O Tribunal Constitucional tem vindo a seguir o entendimento que esta proibição da retroatividade, no domínio da lei fiscal, apenas se dirige à retroatividade autêntica, abrangendo apenas os casos em que o facto tributário que a lei nova pretende regular já tenha produzido todos os seus efeitos ao abrigo da lei antiga, excluindo do seu âmbito aplicativo as situações de retrospetividade ou de retroatividade imprópria, ou seja, aquelas situações em que a lei é aplicada a factos passados mas cujos efeitos ainda perduram no presente, como sucede quando as normas fiscais que produziram um agravamento da posição fiscal dos contribuintes em relação a factos tributários que não ocorreram totalmente no domínio da lei antiga e continuam a formar-se, ainda no decurso do mesmo ano fiscal, na vigência da nova lei (v.g. acórdãos n.º 128/2009, 85/2010 e 399/2010, todos acessíveis em www.tribunalconstitucional.pt)».
Pese embora o entendimento recentemente preconizado no Acórdão n.º 171/2017 – de acordo com o qual «o n.º 3 do artigo 103.º da Constituição deve ser interpretado como estabelecendo um princípio (…) de não-retroatividade da lei fiscal», sujeito ao «método de ponderação que tem sido reservado para os casos de retroatividade dita inautêntica» –, continua a poder retirar-se da orientação desde há muito sufragada na jurisprudência deste Tribunal que a proibição da retroatividade fiscal consagrada no n.º 3 do artigo 103.º da Constituição, para além de «sancionar, de forma automática», «a mera natureza retroativa de uma lei fiscal desvantajosa para os particulares» (Acórdão n.º 128/2009), apenas se dirige à retroatividade autêntica, abrangendo somente os casos em que o facto tributário que a lei nova pretende regular produziu já todos os seus efeitos ao abrigo da lei antiga; excluídas do âmbito de aplicação do artigo 103.º, n.º 3, da Constituição, encontram-se, por isso, as situações de retrospetividade ou de retroatividade imprópria, isto é, aquelas em que a lei nova é aplicada a factos passados mas cujos efeitos ainda perduram no presente, como sucede com as normas fiscais que produzem um agravamento da posição fiscal dos contribuintes em relação a factos tributários que não ocorreram totalmente no domínio da lei antiga, continuando a formar-se sob a vigência da nova lei (cf. Acórdão n.º 267/2017, bem como os Acórdãos n.ºs 617/2012 e 85/2013, que, por sua vez, remetem para os Acórdãos n.ºs 128/2009, 85/2010 e 399/2010)”.
29. Ora, no presente caso a Requerente autoliquidou o ASSB em Dezembro de 2020 por referência “à média semestral dos saldos finais de cada mês, que tenham correspondência nas contas relativas ao primeiro semestre de 2020”. Está, assim, em causa, um facto tributário de natureza complexa, que apenas se verifica com a média do semestre, ou seja, no final do sexto mês. Significa isto que por força da aplicação das normas constantes do artigo 21.º, n.º 1, alíneas a) e b) da Lei n.º 27‑A/2020, de 24 de Julho foi liquidado imposto por referência a um conjunto de factos totalmente verificados antes da entrada em vigor do ASSB.

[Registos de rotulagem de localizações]
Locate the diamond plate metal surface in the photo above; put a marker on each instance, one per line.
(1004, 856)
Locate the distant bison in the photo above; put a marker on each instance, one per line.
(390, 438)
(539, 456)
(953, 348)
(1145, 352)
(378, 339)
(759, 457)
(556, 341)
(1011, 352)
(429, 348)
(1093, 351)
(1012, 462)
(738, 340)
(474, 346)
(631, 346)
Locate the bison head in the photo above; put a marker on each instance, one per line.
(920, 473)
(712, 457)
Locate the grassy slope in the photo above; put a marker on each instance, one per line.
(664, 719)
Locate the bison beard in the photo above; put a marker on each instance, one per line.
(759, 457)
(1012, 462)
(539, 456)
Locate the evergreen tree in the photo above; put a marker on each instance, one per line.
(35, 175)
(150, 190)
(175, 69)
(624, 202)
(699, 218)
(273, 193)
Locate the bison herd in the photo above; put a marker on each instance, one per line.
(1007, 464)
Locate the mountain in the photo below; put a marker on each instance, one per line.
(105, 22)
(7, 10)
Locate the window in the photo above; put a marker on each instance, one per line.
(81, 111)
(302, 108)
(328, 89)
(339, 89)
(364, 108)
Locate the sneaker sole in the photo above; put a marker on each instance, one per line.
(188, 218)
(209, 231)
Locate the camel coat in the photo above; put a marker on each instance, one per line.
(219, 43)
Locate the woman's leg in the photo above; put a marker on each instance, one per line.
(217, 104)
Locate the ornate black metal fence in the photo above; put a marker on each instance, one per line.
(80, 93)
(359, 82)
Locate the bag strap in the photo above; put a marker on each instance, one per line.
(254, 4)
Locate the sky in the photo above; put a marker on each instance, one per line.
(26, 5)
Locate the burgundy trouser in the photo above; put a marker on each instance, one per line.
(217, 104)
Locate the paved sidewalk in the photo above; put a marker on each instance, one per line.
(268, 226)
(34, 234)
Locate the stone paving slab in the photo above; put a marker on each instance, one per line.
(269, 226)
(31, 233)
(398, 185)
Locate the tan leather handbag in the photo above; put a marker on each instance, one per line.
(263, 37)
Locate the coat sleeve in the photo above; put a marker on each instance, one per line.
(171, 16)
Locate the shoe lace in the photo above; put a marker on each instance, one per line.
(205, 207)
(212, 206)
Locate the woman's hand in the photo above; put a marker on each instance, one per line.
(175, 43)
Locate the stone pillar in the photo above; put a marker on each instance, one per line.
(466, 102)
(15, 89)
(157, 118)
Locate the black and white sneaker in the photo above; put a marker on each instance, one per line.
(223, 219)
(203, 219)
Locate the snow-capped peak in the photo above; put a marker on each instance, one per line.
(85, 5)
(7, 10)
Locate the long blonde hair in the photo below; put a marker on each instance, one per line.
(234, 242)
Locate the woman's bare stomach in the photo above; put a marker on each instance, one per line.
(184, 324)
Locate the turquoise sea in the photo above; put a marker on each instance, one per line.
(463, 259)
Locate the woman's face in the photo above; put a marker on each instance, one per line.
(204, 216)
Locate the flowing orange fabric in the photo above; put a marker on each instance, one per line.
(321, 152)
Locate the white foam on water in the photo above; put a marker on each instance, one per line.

* Instruções:
**1)** Responda a estas perguntas sobre o excerto acerca da retroatividade da lei fiscal:
(a) Que acórdão de 2017 interpretou o n.º 3 do artigo 103.º da Constituição como estabelecendo um princípio de não-retroatividade da lei fiscal?
(b) Em que mês e ano a Requerente autoliquidou o ASSB?
(c) Em que lei se encontra o artigo 21.º cujas normas foram aplicadas à liquidação do imposto?
**2)** Prossiga o excerto sobre a retroatividade da lei fiscal a partir da última frase apresentada.
Os itens provêm de uma fonte diferente da do excerto.

* Respostas por tarefa:
**1)**
(a) O Acórdão n.º 171/2017.
(b) Em Dezembro de 2020.
(c) Na Lei n.º 27‑A/2020, de 24 de Julho.

**2)**
30. Tal conclusão não é passível de ser afastada, conforme defende a Requerida com alusão ao regime da CSB, pelo facto de nos termos do artigo 3.º do anexo VI da Lei n.º 27‑A/2020, de 24 de Julho a base de incidência do ASSB depender da aprovação das contas e não do encerramento do exercício. É que relativamente ao primeiro semestre de 2020 determina-se no regime transitório que o imposto será liquidado até 15 de Dezembro de 2020, o que significa que neste específico caso o legislador não associou a verificação do facto tributário à aprovação de contas que apenas ocorreria em 2021, mas antes ao mero saldo contabilístico do passivo apurado pela Requerente ainda antes do encerramento do exercício.
31. Neste mesmo sentido tem concluído a jurisprudência dos Tribunais Arbitrais que se pronunciaram sobre o tema, designadamente nos processos n.ºs 504/2021-T, 598/2022-T, 599/2022-T, 21/2023-T, 104/2023-T, 327/2023-T, 328/2023-T e 379/2023-T. Por todos, vejam‑se as considerações do Tribunal Arbitral no acórdão proferido em 21 de Março de 2023, no âmbito do processo n.º 598/2022-T:
“(…) deve começar por dizer-se que a CSB e o ASSB, embora possuam uma estrutura de incidência similar, não são coincidentes quanto ao método de quantificação da base de incidência quando esteja em causa a liquidação do ASSB devido em 2020.
Tal como prevê para a CSB o artigo 3.º, alínea a), da Lei n.º 55-A/2010, de 31 de dezembro, o ASSB, nos termos da disposição homóloga do Anexo VI à Lei n.º 27-A/2020, igualmente incide sobre o “passivo apurado e aprovado pelos sujeitos passivos”, estatuindo o artigo 4.º, n.º 4, quanto à quantificação da base de incidência, que “a base de incidência apurada nos termos do artigo 3.º e dos números anteriores é calculada por referência à média anual dos saldos finais de cada mês, que tenham correspondência nas contas anuais do próprio ano a que respeita o adicional, tal como aprovadas no ano seguinte”.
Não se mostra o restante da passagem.